**Vorliegender Auszug**.
▶

Bei derartigen Versuchen muß natürlich das zu prüfende Mineral von ihm etwa
anhängender kohlensaurer Bittererde oder kohlensaurem Kalk frei seyn, welche beide
eine alkalische Reaction veranlassen würden, insbesondere die erstere. Auch darf der
anzuwendende Mörser weder von Glas noch Wedgewoodgeschirr seyn, weil beim Abreiben
derselben das kohlensaure Wasser alkalihaltig werden könnte.

◀

**Bereitgestelltes Material**.
▶

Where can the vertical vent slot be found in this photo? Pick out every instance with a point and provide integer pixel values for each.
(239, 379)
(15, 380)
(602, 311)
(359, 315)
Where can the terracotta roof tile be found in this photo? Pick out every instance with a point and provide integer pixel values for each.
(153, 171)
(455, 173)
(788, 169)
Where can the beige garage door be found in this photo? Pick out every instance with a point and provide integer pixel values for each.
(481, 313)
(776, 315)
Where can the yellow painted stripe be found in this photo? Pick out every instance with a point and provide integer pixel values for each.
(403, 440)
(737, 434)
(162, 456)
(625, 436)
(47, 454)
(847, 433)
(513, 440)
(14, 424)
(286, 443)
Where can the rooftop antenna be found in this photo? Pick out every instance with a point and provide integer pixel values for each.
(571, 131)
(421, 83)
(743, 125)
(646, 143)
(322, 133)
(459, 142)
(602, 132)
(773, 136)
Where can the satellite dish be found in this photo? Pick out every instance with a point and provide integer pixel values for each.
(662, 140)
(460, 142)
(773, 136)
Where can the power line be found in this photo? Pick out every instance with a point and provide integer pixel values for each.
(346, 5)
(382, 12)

◀

**Gestellte Aufgabe A**.
Geben Sie aus dem Auszug über die Prüfung von Mineralien den Abschnitt von „Bei derartigen Versuchen“ bis „alkalihaltig werden könnte.“ wortgetreu wieder.
**Gestellte Aufgabe B**.
Beantworten Sie anhand des Auszugs über die Prüfung von Mineralien die folgenden Fragen.
(i) Wovon muss das zu prüfende Mineral frei sein?
(ii) Aus welchen Stoffen darf der zu verwendende Mörser nicht bestehen?
(iii) Was könnte beim Abreiben eines solchen Mörsers mit dem kohlensauren Wasser geschehen?

**Ergebnis A**.
Bei derartigen Versuchen muß natürlich das zu prüfende Mineral von ihm etwa
anhängender kohlensaurer Bittererde oder kohlensaurem Kalk frei seyn, welche beide
eine alkalische Reaction veranlassen würden, insbesondere die erstere. Auch darf der
anzuwendende Mörser weder von Glas noch Wedgewoodgeschirr seyn, weil beim Abreiben
derselben das kohlensaure Wasser alkalihaltig werden könnte.

**Ergebnis B**.
(i) Es muss frei von etwa anhängender kohlensaurer Bittererde oder kohlensaurem Kalk sein.
(ii) Er darf weder aus Glas noch aus Wedgewoodgeschirr bestehen.
(iii) Das kohlensaure Wasser könnte alkalihaltig werden.